- [TRY IT] Each line that includes the word "vertical" should be copied from the records.
[SOURCE RECORDS — start]
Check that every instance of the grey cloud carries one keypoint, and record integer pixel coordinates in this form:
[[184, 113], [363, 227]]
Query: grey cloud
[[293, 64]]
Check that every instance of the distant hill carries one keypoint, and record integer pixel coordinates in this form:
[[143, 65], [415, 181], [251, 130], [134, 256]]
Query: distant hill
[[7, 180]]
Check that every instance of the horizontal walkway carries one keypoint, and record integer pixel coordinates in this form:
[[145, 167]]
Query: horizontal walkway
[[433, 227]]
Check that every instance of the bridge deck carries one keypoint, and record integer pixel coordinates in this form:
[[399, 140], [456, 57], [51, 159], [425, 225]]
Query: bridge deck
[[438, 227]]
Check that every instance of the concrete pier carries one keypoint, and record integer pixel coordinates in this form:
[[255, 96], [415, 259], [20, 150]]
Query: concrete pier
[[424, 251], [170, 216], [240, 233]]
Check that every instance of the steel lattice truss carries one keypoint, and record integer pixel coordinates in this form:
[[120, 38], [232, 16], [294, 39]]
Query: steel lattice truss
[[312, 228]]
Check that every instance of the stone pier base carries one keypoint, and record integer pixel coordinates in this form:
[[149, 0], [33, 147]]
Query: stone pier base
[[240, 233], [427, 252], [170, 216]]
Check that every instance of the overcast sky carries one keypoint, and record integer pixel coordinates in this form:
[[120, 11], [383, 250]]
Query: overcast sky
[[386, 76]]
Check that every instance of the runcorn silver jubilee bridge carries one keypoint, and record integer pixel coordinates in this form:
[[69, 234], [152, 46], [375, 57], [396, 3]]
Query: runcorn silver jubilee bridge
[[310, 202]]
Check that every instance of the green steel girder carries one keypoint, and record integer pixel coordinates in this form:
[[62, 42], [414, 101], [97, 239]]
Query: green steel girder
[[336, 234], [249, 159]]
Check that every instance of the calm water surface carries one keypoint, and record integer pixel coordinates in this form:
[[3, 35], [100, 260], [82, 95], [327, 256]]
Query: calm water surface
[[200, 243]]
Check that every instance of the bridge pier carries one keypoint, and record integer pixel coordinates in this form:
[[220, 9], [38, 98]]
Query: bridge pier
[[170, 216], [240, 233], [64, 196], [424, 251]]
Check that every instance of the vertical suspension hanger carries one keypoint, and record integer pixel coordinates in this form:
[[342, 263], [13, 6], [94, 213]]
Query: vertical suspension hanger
[SOURCE RECORDS — finish]
- [RESPONSE BELOW]
Check that every instance of the vertical suspension hanger carries one keypoint, and record integer pixel coordinates in this form:
Query: vertical suspension hanger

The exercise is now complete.